* **STATED PROBLEM**
Return every entry exactly as written.
* BEGIN PROVIDED INFORMATION *
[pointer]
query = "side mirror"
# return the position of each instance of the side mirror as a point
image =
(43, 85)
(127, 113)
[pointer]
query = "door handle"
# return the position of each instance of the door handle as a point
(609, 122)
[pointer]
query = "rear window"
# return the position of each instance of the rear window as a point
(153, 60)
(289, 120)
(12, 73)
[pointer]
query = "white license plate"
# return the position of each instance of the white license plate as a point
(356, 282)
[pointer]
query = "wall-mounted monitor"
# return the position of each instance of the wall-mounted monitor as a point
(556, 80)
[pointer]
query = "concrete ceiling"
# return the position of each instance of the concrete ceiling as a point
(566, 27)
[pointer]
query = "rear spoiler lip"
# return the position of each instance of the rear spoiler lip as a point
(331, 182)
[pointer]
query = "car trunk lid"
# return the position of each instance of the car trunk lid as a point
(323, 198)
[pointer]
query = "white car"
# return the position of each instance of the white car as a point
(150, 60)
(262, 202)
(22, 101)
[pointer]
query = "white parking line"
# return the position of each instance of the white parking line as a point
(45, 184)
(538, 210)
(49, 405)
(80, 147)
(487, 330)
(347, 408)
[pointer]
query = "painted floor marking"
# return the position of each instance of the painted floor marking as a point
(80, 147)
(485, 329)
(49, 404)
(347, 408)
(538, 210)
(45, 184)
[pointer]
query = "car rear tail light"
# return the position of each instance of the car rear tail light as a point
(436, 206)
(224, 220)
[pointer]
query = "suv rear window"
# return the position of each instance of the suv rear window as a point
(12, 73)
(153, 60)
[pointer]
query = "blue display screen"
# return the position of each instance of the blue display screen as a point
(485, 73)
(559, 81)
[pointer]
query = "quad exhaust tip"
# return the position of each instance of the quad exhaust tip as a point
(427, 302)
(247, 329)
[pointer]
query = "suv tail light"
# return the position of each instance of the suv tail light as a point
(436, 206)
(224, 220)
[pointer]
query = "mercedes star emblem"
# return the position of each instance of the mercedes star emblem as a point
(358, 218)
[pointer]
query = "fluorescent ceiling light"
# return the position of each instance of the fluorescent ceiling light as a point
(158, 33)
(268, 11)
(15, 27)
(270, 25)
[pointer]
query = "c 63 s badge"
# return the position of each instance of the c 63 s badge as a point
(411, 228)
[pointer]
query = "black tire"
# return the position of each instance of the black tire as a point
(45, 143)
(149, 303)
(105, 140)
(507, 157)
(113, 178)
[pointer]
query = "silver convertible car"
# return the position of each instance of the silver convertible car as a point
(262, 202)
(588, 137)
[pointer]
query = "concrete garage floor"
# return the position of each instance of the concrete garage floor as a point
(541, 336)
* END PROVIDED INFORMATION *
* **CORRECT RESULT**
[pointer]
query = "side mirror"
# return the position of each instance of the side mirror as a point
image =
(43, 85)
(127, 113)
[pointer]
query = "door handle"
# return the position of each instance of the door handle as a point
(609, 122)
[pointer]
query = "rear window"
# return the position of each instance of the rear window as a point
(153, 60)
(289, 120)
(12, 73)
[pointer]
query = "white license plate"
# return the position of each instance of the white license plate as a point
(356, 282)
[pointer]
query = "wall-mounted monitor"
# return the position of each instance of the wall-mounted monitor as a point
(556, 80)
[pointer]
query = "concrete ceiling"
# return the position of each instance of the concrete ceiling as a point
(566, 27)
[pointer]
query = "rear spoiler lip"
# return the position of each instance of the rear spoiler lip as a point
(331, 182)
[pointer]
query = "car trunk lid"
# return the position of each instance of the car trunk lid as a point
(323, 198)
[pointer]
query = "white car"
# return the position of each instance of the white car as a point
(150, 60)
(262, 202)
(22, 101)
[pointer]
query = "white parking line"
# return the position of each instance of the white parking line as a point
(45, 184)
(538, 210)
(49, 405)
(80, 147)
(487, 330)
(347, 408)
[pointer]
query = "painted floor marking"
# return the position of each instance of the painted floor marking as a point
(80, 147)
(485, 329)
(49, 404)
(347, 408)
(538, 210)
(45, 184)
[pointer]
query = "car rear tail light"
# return the position of each instance of the car rear tail light as a point
(436, 206)
(224, 220)
[pointer]
query = "suv rear window"
# return the position of each instance of the suv rear window as a point
(12, 73)
(153, 60)
[pointer]
query = "blue display screen"
# return the position of each instance of the blue display screen as a point
(485, 73)
(559, 81)
[pointer]
query = "quad exhaust tip"
# return the position of each instance of the quad exhaust tip as a point
(427, 302)
(247, 329)
[pointer]
query = "suv tail light"
# return the position of each instance of the suv tail light as a point
(436, 206)
(224, 220)
[pointer]
query = "mercedes star emblem"
# return the position of each instance of the mercedes star emblem as a point
(358, 218)
[pointer]
query = "fluorescent ceiling light"
# return the position of each instance of the fluorescent ceiling light as a point
(158, 33)
(268, 11)
(15, 27)
(270, 25)
[pointer]
query = "c 63 s badge"
# return the position of each instance of the c 63 s badge as a point
(411, 228)
[pointer]
query = "black tire"
# return the position of each instance of the black tire as a point
(45, 143)
(149, 303)
(105, 140)
(507, 157)
(113, 178)
[pointer]
query = "silver convertible car"
# return the position of each instance of the silver convertible car as a point
(262, 202)
(588, 137)
[pointer]
query = "concrete garage floor"
# return the position of each instance of the concrete garage floor as a point
(541, 336)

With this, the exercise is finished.